List every row below that contains the word "jacket", copying each such row in full. Case counts.

[begin Data for this exercise]

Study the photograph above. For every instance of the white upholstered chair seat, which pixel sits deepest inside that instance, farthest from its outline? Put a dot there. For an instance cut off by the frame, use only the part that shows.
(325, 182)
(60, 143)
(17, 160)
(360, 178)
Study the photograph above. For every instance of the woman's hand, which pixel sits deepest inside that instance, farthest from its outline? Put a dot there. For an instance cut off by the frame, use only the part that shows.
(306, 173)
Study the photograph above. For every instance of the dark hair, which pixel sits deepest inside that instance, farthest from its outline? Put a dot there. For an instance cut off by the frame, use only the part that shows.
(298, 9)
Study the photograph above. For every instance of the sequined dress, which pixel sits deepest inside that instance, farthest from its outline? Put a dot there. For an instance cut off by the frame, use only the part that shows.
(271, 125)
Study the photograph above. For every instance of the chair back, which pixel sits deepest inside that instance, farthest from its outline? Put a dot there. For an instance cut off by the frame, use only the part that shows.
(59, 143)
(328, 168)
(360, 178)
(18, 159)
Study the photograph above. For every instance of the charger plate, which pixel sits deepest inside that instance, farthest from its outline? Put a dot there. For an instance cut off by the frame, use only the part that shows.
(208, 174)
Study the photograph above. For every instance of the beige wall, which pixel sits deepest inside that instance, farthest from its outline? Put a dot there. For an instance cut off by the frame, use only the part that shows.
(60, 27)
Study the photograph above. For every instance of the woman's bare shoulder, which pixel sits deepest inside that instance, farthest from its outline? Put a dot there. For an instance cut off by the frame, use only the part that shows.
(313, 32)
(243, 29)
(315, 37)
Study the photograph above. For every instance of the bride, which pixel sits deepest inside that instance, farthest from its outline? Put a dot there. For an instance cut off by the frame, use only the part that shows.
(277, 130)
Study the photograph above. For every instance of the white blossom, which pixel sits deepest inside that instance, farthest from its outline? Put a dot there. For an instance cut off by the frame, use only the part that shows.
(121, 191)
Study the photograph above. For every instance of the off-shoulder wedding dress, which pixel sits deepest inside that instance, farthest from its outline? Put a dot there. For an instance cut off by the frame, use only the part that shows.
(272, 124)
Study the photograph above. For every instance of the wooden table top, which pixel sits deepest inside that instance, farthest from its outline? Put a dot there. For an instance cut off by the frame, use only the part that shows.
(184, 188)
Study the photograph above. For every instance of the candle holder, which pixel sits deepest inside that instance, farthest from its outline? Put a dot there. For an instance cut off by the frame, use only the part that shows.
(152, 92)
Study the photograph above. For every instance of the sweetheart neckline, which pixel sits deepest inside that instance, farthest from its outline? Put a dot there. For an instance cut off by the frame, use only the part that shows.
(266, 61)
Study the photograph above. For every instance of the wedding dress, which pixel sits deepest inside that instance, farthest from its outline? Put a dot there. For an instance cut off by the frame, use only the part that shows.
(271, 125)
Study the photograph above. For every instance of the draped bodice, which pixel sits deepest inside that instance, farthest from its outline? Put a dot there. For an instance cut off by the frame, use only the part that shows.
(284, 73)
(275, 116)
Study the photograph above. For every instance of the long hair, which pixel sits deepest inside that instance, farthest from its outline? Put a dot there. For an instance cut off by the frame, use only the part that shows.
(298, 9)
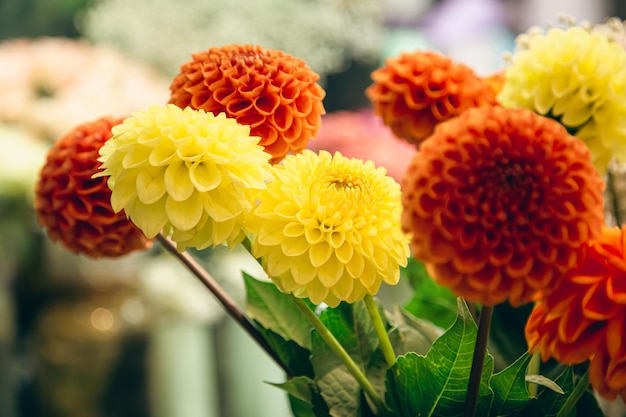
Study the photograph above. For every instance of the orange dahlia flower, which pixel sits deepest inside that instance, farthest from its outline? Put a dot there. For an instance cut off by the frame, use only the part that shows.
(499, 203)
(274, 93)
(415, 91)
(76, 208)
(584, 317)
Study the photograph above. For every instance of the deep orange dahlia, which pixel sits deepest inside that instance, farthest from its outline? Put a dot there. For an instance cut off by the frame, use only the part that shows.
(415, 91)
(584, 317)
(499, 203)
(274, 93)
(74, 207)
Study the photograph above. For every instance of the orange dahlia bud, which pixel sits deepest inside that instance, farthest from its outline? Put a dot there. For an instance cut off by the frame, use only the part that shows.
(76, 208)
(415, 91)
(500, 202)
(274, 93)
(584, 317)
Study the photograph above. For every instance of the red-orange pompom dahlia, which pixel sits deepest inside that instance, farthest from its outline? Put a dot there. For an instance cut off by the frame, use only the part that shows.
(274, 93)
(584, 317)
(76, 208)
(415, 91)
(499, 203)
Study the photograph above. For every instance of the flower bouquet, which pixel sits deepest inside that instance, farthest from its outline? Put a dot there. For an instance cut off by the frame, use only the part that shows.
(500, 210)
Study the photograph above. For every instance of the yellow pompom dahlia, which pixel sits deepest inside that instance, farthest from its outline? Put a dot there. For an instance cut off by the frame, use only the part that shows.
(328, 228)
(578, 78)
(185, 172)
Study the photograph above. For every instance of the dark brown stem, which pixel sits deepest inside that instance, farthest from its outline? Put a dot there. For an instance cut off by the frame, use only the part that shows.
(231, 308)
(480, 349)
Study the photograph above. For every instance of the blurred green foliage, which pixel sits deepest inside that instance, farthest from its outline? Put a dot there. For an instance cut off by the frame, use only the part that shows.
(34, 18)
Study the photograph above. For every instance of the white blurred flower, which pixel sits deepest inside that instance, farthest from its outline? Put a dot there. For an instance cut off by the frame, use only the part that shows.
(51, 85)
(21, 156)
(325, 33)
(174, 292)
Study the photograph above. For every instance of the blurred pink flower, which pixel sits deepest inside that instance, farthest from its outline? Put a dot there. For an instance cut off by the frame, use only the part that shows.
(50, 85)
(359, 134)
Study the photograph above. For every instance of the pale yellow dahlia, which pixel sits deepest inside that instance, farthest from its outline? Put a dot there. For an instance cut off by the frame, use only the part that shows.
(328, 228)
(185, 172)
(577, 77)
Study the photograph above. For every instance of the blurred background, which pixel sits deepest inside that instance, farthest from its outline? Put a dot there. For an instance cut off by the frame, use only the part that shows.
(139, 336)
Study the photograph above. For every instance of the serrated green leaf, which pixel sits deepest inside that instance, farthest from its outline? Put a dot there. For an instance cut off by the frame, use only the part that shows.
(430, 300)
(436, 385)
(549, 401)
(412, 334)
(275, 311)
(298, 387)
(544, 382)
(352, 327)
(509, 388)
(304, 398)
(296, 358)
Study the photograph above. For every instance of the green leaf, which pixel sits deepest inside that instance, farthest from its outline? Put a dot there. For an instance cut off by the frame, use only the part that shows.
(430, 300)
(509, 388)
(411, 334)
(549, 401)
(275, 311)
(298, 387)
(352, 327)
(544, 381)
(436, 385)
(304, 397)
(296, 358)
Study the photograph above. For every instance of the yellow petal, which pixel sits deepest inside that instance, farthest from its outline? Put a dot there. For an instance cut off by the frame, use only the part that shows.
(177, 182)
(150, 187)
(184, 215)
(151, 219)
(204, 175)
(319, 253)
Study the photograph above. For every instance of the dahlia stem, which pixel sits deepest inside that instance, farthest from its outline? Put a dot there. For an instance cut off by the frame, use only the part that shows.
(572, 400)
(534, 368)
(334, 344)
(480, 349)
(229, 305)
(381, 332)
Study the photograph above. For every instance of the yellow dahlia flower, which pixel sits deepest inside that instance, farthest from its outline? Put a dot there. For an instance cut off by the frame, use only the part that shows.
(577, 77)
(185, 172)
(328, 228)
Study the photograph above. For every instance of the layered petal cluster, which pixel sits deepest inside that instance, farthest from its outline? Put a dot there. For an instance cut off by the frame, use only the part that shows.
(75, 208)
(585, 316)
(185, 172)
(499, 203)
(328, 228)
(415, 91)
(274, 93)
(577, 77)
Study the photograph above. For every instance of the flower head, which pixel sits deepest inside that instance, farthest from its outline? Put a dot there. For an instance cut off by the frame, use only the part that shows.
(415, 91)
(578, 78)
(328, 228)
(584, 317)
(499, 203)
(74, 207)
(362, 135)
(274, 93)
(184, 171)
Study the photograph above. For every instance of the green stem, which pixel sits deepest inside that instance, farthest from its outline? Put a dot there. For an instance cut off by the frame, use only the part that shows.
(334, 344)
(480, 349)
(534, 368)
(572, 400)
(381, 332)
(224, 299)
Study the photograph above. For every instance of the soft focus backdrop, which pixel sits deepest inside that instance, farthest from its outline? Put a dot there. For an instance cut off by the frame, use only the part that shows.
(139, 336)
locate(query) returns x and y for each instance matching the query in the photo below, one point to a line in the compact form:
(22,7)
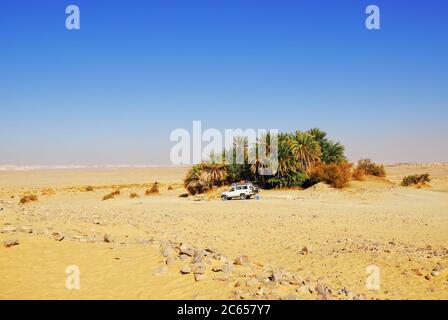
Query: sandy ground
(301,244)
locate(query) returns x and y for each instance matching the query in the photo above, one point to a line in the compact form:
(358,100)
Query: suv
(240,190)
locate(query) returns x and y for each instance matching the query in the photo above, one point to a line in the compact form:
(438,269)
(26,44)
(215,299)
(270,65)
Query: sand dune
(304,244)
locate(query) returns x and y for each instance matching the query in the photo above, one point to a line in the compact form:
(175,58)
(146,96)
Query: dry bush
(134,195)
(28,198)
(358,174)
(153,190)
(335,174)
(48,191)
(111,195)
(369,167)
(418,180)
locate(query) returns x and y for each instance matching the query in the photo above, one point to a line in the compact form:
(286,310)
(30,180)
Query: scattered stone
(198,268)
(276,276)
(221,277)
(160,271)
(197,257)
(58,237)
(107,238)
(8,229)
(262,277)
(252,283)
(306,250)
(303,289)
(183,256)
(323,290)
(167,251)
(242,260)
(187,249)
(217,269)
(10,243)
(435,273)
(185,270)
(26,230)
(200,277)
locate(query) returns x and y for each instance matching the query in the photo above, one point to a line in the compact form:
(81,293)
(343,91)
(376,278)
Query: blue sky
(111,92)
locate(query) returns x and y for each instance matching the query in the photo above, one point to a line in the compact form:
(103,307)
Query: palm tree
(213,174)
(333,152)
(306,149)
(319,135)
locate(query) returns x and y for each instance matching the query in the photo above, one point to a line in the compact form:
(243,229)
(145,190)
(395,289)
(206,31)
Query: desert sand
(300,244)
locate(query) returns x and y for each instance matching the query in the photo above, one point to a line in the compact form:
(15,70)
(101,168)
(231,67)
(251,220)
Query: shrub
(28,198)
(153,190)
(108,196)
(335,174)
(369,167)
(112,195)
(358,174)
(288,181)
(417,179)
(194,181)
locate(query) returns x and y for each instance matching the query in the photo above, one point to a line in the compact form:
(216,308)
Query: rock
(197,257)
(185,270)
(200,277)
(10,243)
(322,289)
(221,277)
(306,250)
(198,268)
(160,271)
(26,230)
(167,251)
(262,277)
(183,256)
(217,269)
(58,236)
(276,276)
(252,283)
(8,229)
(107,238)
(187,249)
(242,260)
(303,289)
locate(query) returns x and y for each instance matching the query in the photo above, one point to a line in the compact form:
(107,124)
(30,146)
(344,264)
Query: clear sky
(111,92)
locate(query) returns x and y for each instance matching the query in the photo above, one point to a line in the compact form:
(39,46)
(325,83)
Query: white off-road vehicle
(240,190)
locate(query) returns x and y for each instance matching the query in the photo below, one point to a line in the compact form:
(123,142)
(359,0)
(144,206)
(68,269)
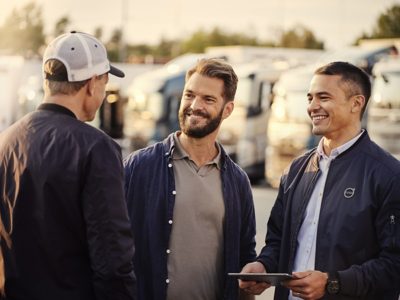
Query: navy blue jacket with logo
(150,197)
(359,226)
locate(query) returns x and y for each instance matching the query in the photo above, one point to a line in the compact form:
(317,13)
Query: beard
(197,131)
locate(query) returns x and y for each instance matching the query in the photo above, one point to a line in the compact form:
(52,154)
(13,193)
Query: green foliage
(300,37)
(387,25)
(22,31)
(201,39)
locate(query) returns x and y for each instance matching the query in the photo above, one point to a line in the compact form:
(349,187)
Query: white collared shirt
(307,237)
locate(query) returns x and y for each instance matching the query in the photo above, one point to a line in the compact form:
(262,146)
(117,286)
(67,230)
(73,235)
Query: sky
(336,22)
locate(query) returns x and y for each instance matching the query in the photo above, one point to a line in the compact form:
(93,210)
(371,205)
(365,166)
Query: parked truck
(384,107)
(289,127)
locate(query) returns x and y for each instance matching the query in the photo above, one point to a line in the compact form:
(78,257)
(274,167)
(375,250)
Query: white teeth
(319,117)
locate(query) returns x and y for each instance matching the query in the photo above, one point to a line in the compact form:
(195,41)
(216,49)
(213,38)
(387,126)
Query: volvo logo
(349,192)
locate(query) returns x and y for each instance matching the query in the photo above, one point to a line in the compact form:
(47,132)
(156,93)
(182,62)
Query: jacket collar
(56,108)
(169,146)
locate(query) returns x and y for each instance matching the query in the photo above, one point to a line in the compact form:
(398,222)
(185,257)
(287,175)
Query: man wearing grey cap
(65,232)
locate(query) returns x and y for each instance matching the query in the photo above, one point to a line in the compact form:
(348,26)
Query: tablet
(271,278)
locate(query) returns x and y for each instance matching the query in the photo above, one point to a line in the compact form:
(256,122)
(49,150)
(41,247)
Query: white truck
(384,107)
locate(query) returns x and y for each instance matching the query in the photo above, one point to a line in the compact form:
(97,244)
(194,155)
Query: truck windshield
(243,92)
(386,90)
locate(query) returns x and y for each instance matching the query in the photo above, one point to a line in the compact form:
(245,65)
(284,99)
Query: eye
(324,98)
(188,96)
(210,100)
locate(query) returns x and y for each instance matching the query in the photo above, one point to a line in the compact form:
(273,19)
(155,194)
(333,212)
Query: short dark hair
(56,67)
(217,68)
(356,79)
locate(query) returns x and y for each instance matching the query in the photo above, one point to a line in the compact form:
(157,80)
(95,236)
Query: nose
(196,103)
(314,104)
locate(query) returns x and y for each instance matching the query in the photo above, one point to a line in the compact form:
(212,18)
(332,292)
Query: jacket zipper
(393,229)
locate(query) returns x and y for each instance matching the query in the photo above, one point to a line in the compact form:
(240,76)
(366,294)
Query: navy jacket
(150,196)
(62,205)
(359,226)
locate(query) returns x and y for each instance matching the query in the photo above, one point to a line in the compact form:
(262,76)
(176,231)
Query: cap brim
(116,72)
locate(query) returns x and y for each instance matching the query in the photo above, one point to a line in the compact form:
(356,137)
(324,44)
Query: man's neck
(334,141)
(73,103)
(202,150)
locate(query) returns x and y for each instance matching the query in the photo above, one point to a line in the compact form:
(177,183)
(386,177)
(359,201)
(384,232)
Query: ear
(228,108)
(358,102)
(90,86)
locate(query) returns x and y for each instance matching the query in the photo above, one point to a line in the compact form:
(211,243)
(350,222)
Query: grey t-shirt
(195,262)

[end Data for this exercise]

Exercise answer —
Query: navy blue jacket with logo
Query: jacket collar
Query: jacket zipper
Query: navy jacket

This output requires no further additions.